● Reading passage
And in the end it depends on our personality, our character and our calling whether we are to be a leader or not. Some men and women are good leaders, some are not, and will have other callings. Which is not something lower at all. The body needs both the eyes and the kidneys, and the nostrils and the pancreas…

Let’s all take up the responsibility we’ve been given, and do it together, and not be fooled by fundamentalism of pop-Freudianism that paralyses us and says we can’t do it, nor by any false ideology that says we shouldn’t be working together in this. Together is how it goes, as brothers and sisters! And whatever we do, let’s do it in love for the other, respecting the full humanity of each other. (Even the ones we don’t agree with that have despicable ideas!)

And let us not forget as Christians what the fruits of the Spirit are:

But the fruit of the Spirit is love, joy, peace, patience, kindness, goodness, faithfulness, gentleness and self-control. Against such things there is no law. (Gal 5:22-23)

Are those not one of the basic characteristics of both men and women that profess to follow Christ? (Among other things as loving neigbors and enemies, and caring for the least, and not wanting to be leaders but servants?)

(And let us not mock nor belittle nor disbelieve in them, blaspheming the Spirit is a serious thing!)

Peace

Bram

On similar misandry in Christian fundamentalism and consumer capitalism?

● Supplied material
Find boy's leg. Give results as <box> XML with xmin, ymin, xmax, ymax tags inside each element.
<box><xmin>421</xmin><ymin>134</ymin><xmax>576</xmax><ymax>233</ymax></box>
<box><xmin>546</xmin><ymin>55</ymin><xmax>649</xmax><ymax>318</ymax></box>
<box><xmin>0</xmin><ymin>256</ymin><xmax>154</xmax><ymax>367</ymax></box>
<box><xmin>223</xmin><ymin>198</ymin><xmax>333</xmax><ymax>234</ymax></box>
* * *
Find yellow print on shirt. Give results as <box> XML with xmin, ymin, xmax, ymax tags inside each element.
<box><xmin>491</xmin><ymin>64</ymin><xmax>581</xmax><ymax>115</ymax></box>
---
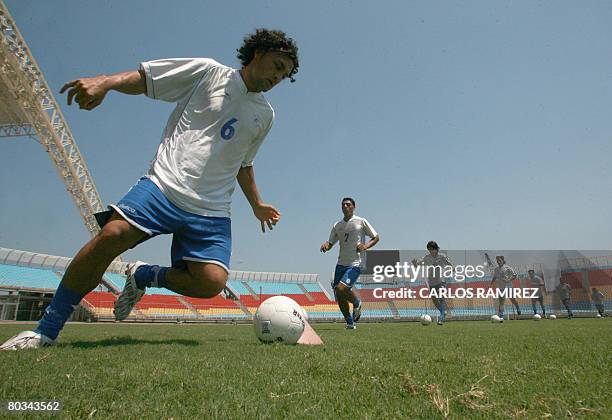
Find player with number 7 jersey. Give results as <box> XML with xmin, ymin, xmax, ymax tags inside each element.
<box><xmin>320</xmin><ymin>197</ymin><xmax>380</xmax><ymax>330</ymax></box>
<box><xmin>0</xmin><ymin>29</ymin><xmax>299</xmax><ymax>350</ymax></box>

● Tasks
- A) In the passage on leadership, what Bible reference is given for the fruit of the Spirit?
- B) Count the lines of the listing that contain the string "element", treating uppercase and lowercase as different. Reply with the number only.
The listing has no connection to the passage on leadership.

● Responses
- A) Gal 5:22-23

- B) 3